Problem description: Copy all records verbatim.

*** Opening Supplied material ***

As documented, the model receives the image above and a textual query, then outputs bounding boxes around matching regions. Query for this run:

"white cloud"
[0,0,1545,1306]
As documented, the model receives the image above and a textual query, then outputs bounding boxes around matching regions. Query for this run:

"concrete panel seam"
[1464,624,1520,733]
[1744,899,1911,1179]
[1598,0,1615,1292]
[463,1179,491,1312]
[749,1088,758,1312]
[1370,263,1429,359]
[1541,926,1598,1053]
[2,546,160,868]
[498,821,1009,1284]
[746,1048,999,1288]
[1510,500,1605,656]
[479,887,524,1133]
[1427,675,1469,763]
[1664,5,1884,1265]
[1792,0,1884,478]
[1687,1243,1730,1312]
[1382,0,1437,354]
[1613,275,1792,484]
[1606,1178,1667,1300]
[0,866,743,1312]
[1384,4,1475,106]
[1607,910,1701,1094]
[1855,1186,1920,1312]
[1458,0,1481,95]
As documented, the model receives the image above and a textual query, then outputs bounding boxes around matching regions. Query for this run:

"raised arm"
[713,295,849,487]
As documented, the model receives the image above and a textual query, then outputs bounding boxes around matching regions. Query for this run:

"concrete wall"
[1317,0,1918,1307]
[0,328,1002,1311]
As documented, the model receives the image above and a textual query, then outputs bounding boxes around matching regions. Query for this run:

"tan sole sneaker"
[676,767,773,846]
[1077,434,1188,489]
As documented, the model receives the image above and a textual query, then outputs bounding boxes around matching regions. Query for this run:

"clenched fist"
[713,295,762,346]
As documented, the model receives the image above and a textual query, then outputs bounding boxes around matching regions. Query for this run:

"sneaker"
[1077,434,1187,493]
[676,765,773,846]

*** Closing Supplied material ***

Answer:
As documented, the model receives the image above and a textual query, then outputs bounding boxes around matching regions. Query for this run:

"white cloud"
[0,0,1545,1306]
As documented, the model receives the image above and a textual query, then outputs bounding boxes around matching regions. Query for this run:

"concrete panel seam"
[1464,624,1520,733]
[1744,899,1911,1179]
[1598,0,1615,1292]
[463,1179,491,1312]
[749,1088,758,1312]
[1370,263,1429,359]
[1541,926,1598,1053]
[2,546,160,868]
[498,821,1009,1284]
[746,1048,999,1288]
[1510,500,1605,656]
[479,887,524,1133]
[1427,675,1469,763]
[1664,5,1884,1265]
[1792,0,1884,478]
[1687,1243,1730,1312]
[1382,0,1437,354]
[1613,275,1792,484]
[1606,1178,1667,1300]
[0,866,743,1312]
[1384,4,1475,106]
[1607,910,1701,1094]
[1855,1186,1920,1312]
[1458,0,1481,95]
As documented, the model receives the image above and a textual query, then outputs bounding boxes around matching regions. Query for this run:

"raised arm"
[713,295,849,487]
As documented, the model receives the image above and a textual query, then outputs bounding boxes around matching regions. Query for this run:

"concrete wall"
[1317,0,1918,1307]
[0,328,1002,1311]
As documented, the model receives the image above and a textual query, then outputs bounding boxes around matching regions. Query for this run:

"tan sole sneaker"
[676,767,773,846]
[1077,434,1188,489]
As documented, the model receives the image above and a textual query, then outputs bounding boxes around matching regions. Query for this run:

"clenched fist"
[713,295,762,346]
As documented, the model receives the image above and a textual query, then outputs bounding boxes around matching regions. Query for this run:

"sneaker"
[1077,434,1187,493]
[676,765,773,846]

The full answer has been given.